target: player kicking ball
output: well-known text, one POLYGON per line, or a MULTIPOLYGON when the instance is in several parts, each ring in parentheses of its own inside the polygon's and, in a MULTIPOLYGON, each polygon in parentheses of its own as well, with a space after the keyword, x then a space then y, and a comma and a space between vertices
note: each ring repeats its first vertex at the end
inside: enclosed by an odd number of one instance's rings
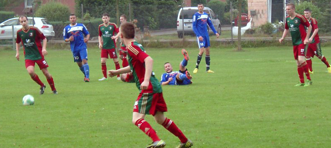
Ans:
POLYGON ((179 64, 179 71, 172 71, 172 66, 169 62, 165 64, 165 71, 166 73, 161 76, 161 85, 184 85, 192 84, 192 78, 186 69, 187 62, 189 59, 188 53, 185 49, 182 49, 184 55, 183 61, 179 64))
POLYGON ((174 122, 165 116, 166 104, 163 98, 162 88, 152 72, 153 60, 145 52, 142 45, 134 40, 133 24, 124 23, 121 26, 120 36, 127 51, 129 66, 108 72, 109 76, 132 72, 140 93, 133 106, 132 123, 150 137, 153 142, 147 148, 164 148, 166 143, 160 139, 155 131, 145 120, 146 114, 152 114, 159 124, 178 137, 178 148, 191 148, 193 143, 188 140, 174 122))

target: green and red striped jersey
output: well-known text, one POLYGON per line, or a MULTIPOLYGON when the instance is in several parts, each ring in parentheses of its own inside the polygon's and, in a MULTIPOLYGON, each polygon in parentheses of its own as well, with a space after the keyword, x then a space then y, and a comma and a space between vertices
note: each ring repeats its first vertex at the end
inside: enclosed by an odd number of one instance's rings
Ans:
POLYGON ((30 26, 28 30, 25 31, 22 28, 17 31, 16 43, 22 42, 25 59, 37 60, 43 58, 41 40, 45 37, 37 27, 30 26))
☆ ☆ ☆
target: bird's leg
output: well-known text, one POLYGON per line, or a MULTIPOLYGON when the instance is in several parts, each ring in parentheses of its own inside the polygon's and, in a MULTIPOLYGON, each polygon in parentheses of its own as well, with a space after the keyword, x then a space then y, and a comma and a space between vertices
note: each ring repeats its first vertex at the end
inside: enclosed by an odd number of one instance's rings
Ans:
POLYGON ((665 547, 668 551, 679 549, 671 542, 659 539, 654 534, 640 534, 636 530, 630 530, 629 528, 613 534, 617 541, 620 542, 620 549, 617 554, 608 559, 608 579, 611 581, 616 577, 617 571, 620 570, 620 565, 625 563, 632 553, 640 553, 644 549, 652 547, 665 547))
☆ ☆ ☆
■ **PROBLEM TO WORK ON**:
Reproduce verbatim the lines of the records above, from the line containing "target: bird's leg" through the line containing "POLYGON ((665 547, 668", with both of those lines included.

■ **RESPONSE TO THIS EXERCISE**:
target: bird's leg
output: well-known text, one POLYGON per line, or a MULTIPOLYGON when the instance is in several parts, each ring in parentheses of its own inside the polygon's and, in a MULTIPOLYGON, each polygon in parentheses of its own as well, with a space after the keyword, x then a space then y, and a comma and a space between vertices
note: each ring repeats its first vertex at the end
inside: enclosed by an odd number of one instance's rings
Ans:
POLYGON ((665 547, 668 551, 679 549, 671 542, 659 539, 654 534, 640 534, 636 530, 630 530, 629 528, 613 534, 617 541, 620 542, 620 549, 617 554, 608 559, 608 579, 611 581, 616 577, 617 571, 620 570, 620 565, 625 563, 632 553, 640 553, 644 549, 652 547, 665 547))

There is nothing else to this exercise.